*THE TASK:* Restate all of the entries exactly, dropping any pictures they hold.

[Items from a dataset]
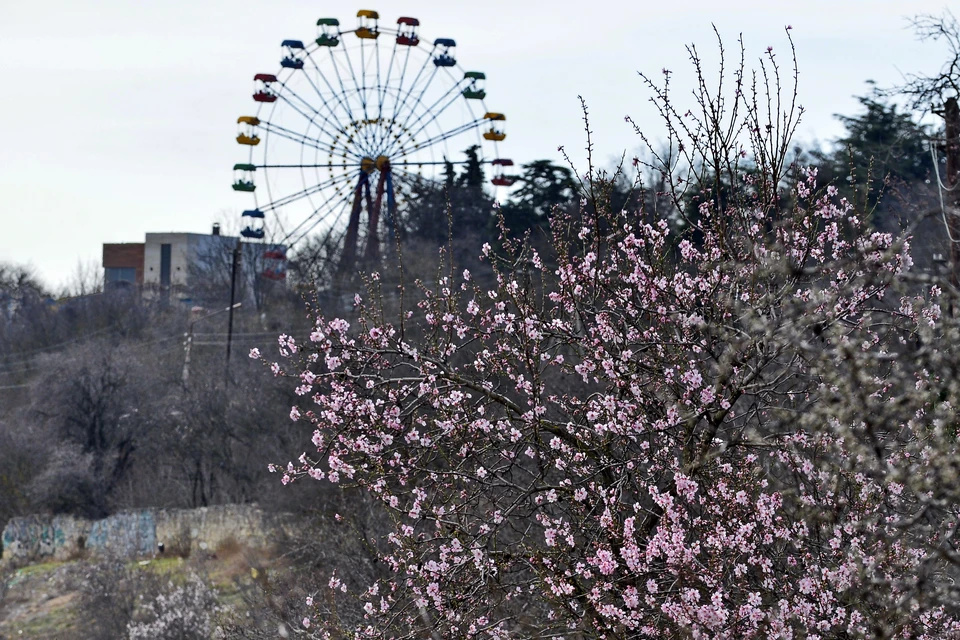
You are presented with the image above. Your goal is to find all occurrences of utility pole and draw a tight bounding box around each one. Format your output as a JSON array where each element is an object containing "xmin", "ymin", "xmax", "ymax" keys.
[
  {"xmin": 943, "ymin": 97, "xmax": 960, "ymax": 286},
  {"xmin": 223, "ymin": 237, "xmax": 243, "ymax": 390},
  {"xmin": 182, "ymin": 302, "xmax": 243, "ymax": 387}
]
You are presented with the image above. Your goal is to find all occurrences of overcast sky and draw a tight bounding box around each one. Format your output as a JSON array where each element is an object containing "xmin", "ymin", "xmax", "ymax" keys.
[{"xmin": 0, "ymin": 0, "xmax": 944, "ymax": 286}]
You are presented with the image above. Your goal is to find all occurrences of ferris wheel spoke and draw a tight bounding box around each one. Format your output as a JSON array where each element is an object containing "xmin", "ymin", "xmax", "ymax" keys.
[
  {"xmin": 388, "ymin": 78, "xmax": 473, "ymax": 155},
  {"xmin": 283, "ymin": 191, "xmax": 353, "ymax": 245},
  {"xmin": 384, "ymin": 47, "xmax": 433, "ymax": 158},
  {"xmin": 260, "ymin": 120, "xmax": 326, "ymax": 157},
  {"xmin": 377, "ymin": 38, "xmax": 397, "ymax": 129},
  {"xmin": 278, "ymin": 82, "xmax": 338, "ymax": 129},
  {"xmin": 343, "ymin": 39, "xmax": 369, "ymax": 120},
  {"xmin": 317, "ymin": 47, "xmax": 366, "ymax": 129},
  {"xmin": 390, "ymin": 118, "xmax": 484, "ymax": 158},
  {"xmin": 294, "ymin": 55, "xmax": 354, "ymax": 138},
  {"xmin": 260, "ymin": 174, "xmax": 350, "ymax": 211},
  {"xmin": 388, "ymin": 66, "xmax": 440, "ymax": 141}
]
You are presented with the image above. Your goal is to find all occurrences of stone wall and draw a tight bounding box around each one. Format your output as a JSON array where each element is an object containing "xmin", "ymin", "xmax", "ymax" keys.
[{"xmin": 0, "ymin": 505, "xmax": 290, "ymax": 564}]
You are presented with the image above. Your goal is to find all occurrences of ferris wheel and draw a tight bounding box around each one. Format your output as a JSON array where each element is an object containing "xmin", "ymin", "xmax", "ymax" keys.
[{"xmin": 233, "ymin": 10, "xmax": 513, "ymax": 268}]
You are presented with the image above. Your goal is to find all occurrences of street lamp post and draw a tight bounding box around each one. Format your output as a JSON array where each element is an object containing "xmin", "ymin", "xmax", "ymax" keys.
[{"xmin": 183, "ymin": 302, "xmax": 243, "ymax": 387}]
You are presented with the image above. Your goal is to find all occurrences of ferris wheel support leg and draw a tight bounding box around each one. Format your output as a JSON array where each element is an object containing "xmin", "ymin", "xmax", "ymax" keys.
[
  {"xmin": 364, "ymin": 162, "xmax": 390, "ymax": 263},
  {"xmin": 339, "ymin": 171, "xmax": 370, "ymax": 275}
]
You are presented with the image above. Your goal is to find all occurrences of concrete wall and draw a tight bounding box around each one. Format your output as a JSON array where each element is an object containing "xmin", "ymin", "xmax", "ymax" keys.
[
  {"xmin": 103, "ymin": 242, "xmax": 143, "ymax": 285},
  {"xmin": 2, "ymin": 505, "xmax": 290, "ymax": 564}
]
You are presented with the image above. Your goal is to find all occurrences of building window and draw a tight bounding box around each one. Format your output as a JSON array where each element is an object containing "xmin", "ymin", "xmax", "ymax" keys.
[{"xmin": 103, "ymin": 267, "xmax": 137, "ymax": 284}]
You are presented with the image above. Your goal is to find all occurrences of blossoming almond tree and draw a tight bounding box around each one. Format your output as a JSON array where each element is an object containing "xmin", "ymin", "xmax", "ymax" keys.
[{"xmin": 251, "ymin": 32, "xmax": 960, "ymax": 638}]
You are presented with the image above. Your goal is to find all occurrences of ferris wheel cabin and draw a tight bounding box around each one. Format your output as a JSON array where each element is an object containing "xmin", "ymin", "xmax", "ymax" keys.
[
  {"xmin": 462, "ymin": 71, "xmax": 487, "ymax": 100},
  {"xmin": 280, "ymin": 40, "xmax": 303, "ymax": 69},
  {"xmin": 317, "ymin": 18, "xmax": 340, "ymax": 47},
  {"xmin": 483, "ymin": 113, "xmax": 507, "ymax": 142},
  {"xmin": 397, "ymin": 17, "xmax": 420, "ymax": 47},
  {"xmin": 433, "ymin": 38, "xmax": 457, "ymax": 67},
  {"xmin": 237, "ymin": 116, "xmax": 260, "ymax": 147},
  {"xmin": 253, "ymin": 73, "xmax": 277, "ymax": 102},
  {"xmin": 354, "ymin": 9, "xmax": 380, "ymax": 40},
  {"xmin": 490, "ymin": 158, "xmax": 517, "ymax": 187},
  {"xmin": 233, "ymin": 164, "xmax": 257, "ymax": 191}
]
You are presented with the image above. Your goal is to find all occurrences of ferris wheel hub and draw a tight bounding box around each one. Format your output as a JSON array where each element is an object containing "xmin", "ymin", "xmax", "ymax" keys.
[{"xmin": 360, "ymin": 155, "xmax": 390, "ymax": 174}]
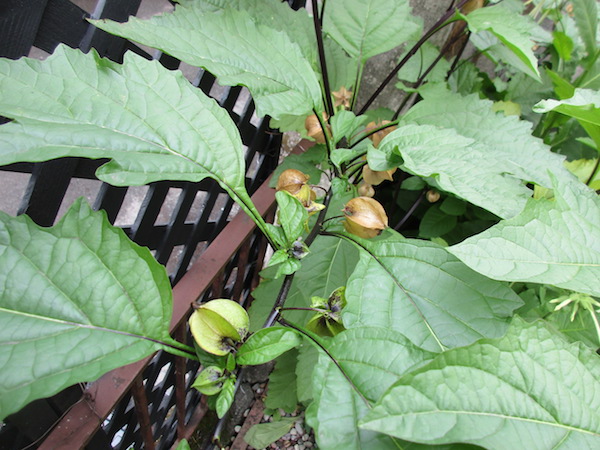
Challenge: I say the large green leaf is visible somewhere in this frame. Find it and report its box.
[323,0,421,63]
[343,230,522,352]
[94,2,322,118]
[361,320,600,449]
[235,327,302,366]
[464,4,540,79]
[572,0,598,55]
[177,0,320,67]
[0,46,260,236]
[265,349,298,413]
[0,201,173,419]
[249,236,358,330]
[394,89,568,218]
[306,327,434,450]
[533,89,600,126]
[449,179,600,296]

*REPLY TO THE EXERCISE:*
You are presented with the image above. Your goal is to find all occurrences of utility pole and draw a tight bounding box around each one. Format your output as a JSON array where each element is an object containing "xmin", "ymin", "xmax", "ymax" keys.
[
  {"xmin": 943, "ymin": 97, "xmax": 960, "ymax": 286},
  {"xmin": 223, "ymin": 237, "xmax": 243, "ymax": 390},
  {"xmin": 182, "ymin": 302, "xmax": 243, "ymax": 387}
]
You are presented with the image above. Your goal is to find all occurrences of overcast sky and draw a tight bounding box around each one. Format your output as a JSON array where each element is an object containing "xmin", "ymin", "xmax", "ymax" keys.
[{"xmin": 0, "ymin": 0, "xmax": 944, "ymax": 286}]
You are presented with the image above. Your goal is to find all occurrences of ferris wheel spoke and draw a tight bounding box around each one. Format your output as a JSON array where each element is an object containing "xmin", "ymin", "xmax", "ymax" keys.
[
  {"xmin": 388, "ymin": 78, "xmax": 473, "ymax": 155},
  {"xmin": 283, "ymin": 191, "xmax": 353, "ymax": 245},
  {"xmin": 384, "ymin": 47, "xmax": 433, "ymax": 158},
  {"xmin": 260, "ymin": 120, "xmax": 326, "ymax": 157},
  {"xmin": 377, "ymin": 38, "xmax": 397, "ymax": 129},
  {"xmin": 278, "ymin": 82, "xmax": 338, "ymax": 129},
  {"xmin": 343, "ymin": 39, "xmax": 369, "ymax": 120},
  {"xmin": 317, "ymin": 47, "xmax": 366, "ymax": 129},
  {"xmin": 390, "ymin": 118, "xmax": 484, "ymax": 158},
  {"xmin": 294, "ymin": 55, "xmax": 354, "ymax": 138},
  {"xmin": 260, "ymin": 174, "xmax": 350, "ymax": 211},
  {"xmin": 388, "ymin": 66, "xmax": 440, "ymax": 141}
]
You are presented with the image above. Your goal is to find all occurrences of stone wall and draw a tight bounding box around each one. Format your output as a JSON array where each element is an object containing "xmin", "ymin", "xmax", "ymax" keys.
[{"xmin": 0, "ymin": 505, "xmax": 290, "ymax": 564}]
You are presented with the image above. Your goal is to find all occurrences of ferris wheel and draw a tight bounding box around each one. Format your output as a JSON array where each element is an object containing "xmin", "ymin", "xmax", "ymax" keys.
[{"xmin": 233, "ymin": 10, "xmax": 513, "ymax": 268}]
You are presented with the image above. Your goal is to find all occurrences of street lamp post and draw a tight bounding box around each one. Format your output as a JSON array where each element is an object containing "xmin", "ymin", "xmax", "ymax" keys.
[{"xmin": 183, "ymin": 302, "xmax": 243, "ymax": 387}]
You are presented with the image above. Your goal is to find all occurrences of ferris wheel support leg and draw a tight bounding box around each one. Format your output as a JSON array where each element is an object containing "xmin", "ymin", "xmax", "ymax" keys.
[
  {"xmin": 364, "ymin": 162, "xmax": 390, "ymax": 263},
  {"xmin": 339, "ymin": 171, "xmax": 370, "ymax": 275}
]
You are presented with the image above. Your goal is to find all occurrences of concrete wall and draw a tight bounding box around each one. Format your output as a JSON array where each element is an object containing "xmin", "ymin", "xmax", "ymax" keys.
[
  {"xmin": 103, "ymin": 242, "xmax": 143, "ymax": 285},
  {"xmin": 2, "ymin": 505, "xmax": 290, "ymax": 564}
]
You are presented with the image above. Your goal is to find all occurrences of building window and draw a tight bounding box around each one. Format your output as a JSON array where each element is an object containing "xmin", "ymin", "xmax", "ymax" keys.
[{"xmin": 103, "ymin": 267, "xmax": 137, "ymax": 284}]
You are presented with the image above. Your goal is to find all occurrences of blossoming almond tree and draw a tight bounding box around each one. Format your output as a JSON array where each element is an object containing "xmin", "ymin", "xmax", "ymax" keys.
[{"xmin": 251, "ymin": 32, "xmax": 960, "ymax": 638}]
You are presented with the image above. Your goal is to find all occurrences of ferris wheel cabin and draw a tight bounding box around each one. Format your output as a JSON array where each element is an object containing "xmin", "ymin", "xmax", "ymax" keys.
[
  {"xmin": 462, "ymin": 71, "xmax": 487, "ymax": 100},
  {"xmin": 280, "ymin": 40, "xmax": 303, "ymax": 69},
  {"xmin": 317, "ymin": 18, "xmax": 340, "ymax": 47},
  {"xmin": 483, "ymin": 113, "xmax": 507, "ymax": 142},
  {"xmin": 397, "ymin": 17, "xmax": 420, "ymax": 47},
  {"xmin": 433, "ymin": 38, "xmax": 457, "ymax": 67},
  {"xmin": 237, "ymin": 116, "xmax": 260, "ymax": 147},
  {"xmin": 253, "ymin": 73, "xmax": 277, "ymax": 102},
  {"xmin": 354, "ymin": 9, "xmax": 380, "ymax": 40},
  {"xmin": 490, "ymin": 158, "xmax": 517, "ymax": 187},
  {"xmin": 233, "ymin": 164, "xmax": 257, "ymax": 191}
]
You are presented with the image above. Your goal is to find all occurrences of ferris wheel hub and draw a tight bounding box around each one. Format your output as a JSON array where each element is an object containing "xmin", "ymin", "xmax", "ymax" keys.
[{"xmin": 360, "ymin": 155, "xmax": 390, "ymax": 174}]
Challenge: I say the large green leaf is visible somewhere in this frame. Find it and report its box.
[323,0,421,63]
[343,230,522,352]
[94,2,322,118]
[361,320,600,449]
[235,327,302,366]
[464,4,540,79]
[572,0,598,55]
[177,0,320,67]
[0,46,260,236]
[265,349,298,413]
[0,201,173,419]
[249,236,358,330]
[394,89,568,218]
[306,327,434,450]
[533,89,600,126]
[449,179,600,296]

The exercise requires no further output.